-- Instructions for the task --
Rescale the rows from the line that has "Note to the class: identify the car" through the line that has "(1075, 508)". Write those lines out again, requests included, with each pixel coordinate in the answers multiplied by 2.5 and rounded to a whole number, halves rounding up.

Records from a dataset:
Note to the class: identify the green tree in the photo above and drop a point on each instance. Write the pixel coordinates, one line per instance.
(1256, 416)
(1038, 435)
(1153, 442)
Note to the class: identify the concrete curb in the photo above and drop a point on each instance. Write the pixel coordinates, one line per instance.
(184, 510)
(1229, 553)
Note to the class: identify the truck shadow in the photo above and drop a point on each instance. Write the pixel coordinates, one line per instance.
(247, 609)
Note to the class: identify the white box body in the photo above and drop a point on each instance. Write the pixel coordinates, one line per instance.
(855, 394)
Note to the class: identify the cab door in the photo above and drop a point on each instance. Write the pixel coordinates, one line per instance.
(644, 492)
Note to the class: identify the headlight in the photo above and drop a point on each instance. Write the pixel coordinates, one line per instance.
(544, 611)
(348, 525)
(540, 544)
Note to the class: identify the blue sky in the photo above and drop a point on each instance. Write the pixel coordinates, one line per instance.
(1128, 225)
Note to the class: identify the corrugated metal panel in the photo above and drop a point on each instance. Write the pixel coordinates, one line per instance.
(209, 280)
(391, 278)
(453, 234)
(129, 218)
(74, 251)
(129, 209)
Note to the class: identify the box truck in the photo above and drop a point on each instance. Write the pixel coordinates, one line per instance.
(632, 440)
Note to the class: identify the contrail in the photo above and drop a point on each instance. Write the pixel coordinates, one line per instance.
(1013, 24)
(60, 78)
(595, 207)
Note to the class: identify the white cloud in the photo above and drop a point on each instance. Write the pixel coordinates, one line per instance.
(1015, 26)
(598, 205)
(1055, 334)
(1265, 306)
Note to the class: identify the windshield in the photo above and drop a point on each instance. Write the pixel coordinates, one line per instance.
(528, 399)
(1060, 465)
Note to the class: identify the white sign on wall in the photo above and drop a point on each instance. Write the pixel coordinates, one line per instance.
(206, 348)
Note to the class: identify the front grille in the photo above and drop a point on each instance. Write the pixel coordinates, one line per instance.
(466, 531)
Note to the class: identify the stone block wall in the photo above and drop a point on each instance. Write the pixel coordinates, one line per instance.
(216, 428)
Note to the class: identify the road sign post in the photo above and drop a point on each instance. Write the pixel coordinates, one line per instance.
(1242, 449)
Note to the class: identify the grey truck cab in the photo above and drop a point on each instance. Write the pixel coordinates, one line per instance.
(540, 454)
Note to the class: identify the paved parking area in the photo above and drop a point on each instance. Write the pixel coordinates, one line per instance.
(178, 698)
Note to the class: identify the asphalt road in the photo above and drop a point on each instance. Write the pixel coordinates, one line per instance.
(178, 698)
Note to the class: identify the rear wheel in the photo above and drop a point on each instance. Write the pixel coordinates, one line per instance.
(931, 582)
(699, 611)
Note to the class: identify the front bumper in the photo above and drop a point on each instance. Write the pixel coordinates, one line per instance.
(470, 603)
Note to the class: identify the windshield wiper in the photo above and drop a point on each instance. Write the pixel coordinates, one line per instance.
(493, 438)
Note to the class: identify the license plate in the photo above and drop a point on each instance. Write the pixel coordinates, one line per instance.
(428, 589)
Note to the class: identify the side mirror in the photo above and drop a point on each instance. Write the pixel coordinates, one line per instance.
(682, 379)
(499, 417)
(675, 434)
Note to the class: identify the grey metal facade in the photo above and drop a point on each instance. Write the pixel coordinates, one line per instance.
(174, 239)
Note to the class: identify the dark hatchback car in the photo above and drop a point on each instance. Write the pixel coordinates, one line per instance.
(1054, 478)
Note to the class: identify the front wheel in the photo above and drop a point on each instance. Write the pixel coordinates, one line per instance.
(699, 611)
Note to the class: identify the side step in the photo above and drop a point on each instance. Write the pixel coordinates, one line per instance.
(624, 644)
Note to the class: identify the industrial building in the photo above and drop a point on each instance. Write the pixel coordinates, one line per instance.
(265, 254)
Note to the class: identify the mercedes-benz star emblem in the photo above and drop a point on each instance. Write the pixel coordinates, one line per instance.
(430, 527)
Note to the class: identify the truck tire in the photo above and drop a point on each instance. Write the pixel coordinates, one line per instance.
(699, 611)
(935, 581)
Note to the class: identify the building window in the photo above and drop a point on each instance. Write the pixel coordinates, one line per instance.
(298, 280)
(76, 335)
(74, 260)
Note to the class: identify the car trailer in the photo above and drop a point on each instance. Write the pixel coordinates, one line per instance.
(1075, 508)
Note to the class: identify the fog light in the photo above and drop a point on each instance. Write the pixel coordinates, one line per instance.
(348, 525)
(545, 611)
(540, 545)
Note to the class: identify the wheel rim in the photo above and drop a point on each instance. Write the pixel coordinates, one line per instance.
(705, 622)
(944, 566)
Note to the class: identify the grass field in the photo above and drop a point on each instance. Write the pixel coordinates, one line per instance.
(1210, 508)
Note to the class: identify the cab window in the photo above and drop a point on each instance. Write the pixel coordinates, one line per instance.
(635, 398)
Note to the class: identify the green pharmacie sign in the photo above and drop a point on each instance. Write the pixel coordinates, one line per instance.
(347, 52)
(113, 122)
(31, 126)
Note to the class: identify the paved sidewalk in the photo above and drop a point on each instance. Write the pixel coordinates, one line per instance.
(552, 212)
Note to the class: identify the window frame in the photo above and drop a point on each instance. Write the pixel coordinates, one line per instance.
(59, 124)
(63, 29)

-- Correct response --
Note to the class: identify the car trailer in the photo above and drop a point on each instance. Write the pixel coordinates, one line per instance.
(2688, 1270)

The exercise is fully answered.